▶ _Text section_
I found this on another post on this board and it works for me. I am not sure if this will help you as you did not mention what channel is not receiving DD but whenever your DD sound does not work on an MPEG4 channel (ATL locals), I switch to ESPNHD or DiscHD and then back and the sound works. That saved me as I watched the Steelers this past Thursday .


----------



## PoitNarf (Aug 19, 2006)

My live buffer seemed to lock up on me today. I was rewinding about 10 minutes worth, hit play, but the image just stayed frozen at the point where I started the rewind. No audio at all. I was still able to change channels and go through the program guide and view previously recorded shows. Had to reset to get the live buffer working again.


----------



## cpbergie (Aug 21, 2006)

Not sure if this is considered a freeze up, but here is what i am seeing.
1) When i leave my HR20 on overnight and turn on the TV the next morning, my TV says "No signal detected - HDMI". I can still here sound from the channel i left it on (or possibly another channel that it switched to record). I seem to be able to change the channel, because the audio goes away, but nothing after that seems to work. I end up doing a reset.

2) Happens everynight, i guess i havent watched TV for a long enough period of time to see if it would happen in front of me.

3-4) Ive tried setting the HR20 to native video, and then forced everything to 1080i by saying thats the the only format my tv accepts, but i see the problem in both modes. I havent tried switching to component or another connection and may not be able to anytime soon. If the unit is recording something at the time (red light is on) the program is gone from VOD after reset. My TV is a Westinghouse LVM-42W2 42 Inch 1080p Monitor. Video is optical out to Yamaha receiver.

anyone else seeing this? possibly an HDMI issue?


----------



## PoitNarf (Aug 19, 2006)

I set up a series link for Late Night with Conan O'Brien to record all first runs. It seems to be working fine for the original airings, but it is also scheduling the 3am repeat of the same show.


----------



## greywolf (Jul 13, 2005)

greywolf said:


> I had a DirecTV local MPEG2 recording not playable today. Up until now, only the MPEG4 locals did that. All the national channels have recorded fine.


The next recording, a national channel. also wouldn't play so I rebooted.


----------



## khajath (Feb 18, 2006)

PoitNarf said:


> My live buffer seemed to lock up on me today. I was rewinding about 10 minutes worth, hit play, but the image just stayed frozen at the point where I started the rewind. No audio at all. I was still able to change channels and go through the program guide and view previously recorded shows. Had to reset to get the live buffer working again.


 Exactly the same thing happened to me last night. I was pausing the program for around 10 min, then it would fail to resume. I had to change channel for it to work again.


----------



## FilmMixer (Aug 29, 2006)

▶ _Source data_

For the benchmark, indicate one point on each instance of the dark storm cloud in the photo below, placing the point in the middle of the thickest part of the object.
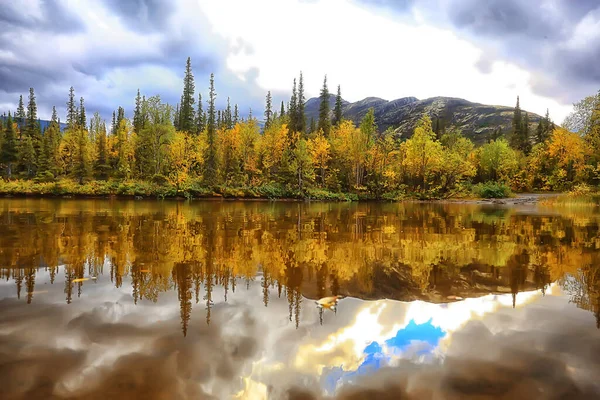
(168, 365)
(158, 39)
(535, 35)
(553, 359)
(56, 17)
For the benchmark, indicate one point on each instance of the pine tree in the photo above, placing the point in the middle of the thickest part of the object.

▶ _Requirements_
**a.** Name each distinct user whose name heads a post in the DVR forum thread.
**b.** Convert the rows about storm clouds and pine trees into a Markdown table with the columns Row and Line, skipping blank lines. Omit the picture.

▶ _Outputs_
**a.** PoitNarf, cpbergie, greywolf, khajath, FilmMixer

**b.**
| Row | Line |
|---|---|
| 1 | For the benchmark, indicate one point on each instance of the dark storm cloud in the photo below, placing the point in the middle of the thickest part of the object. |
| 2 | (168, 365) |
| 3 | (158, 39) |
| 4 | (535, 35) |
| 5 | (553, 359) |
| 6 | (56, 17) |
| 7 | For the benchmark, indicate one point on each instance of the pine tree in the photo above, placing the point in the middle of the thickest part of the object. |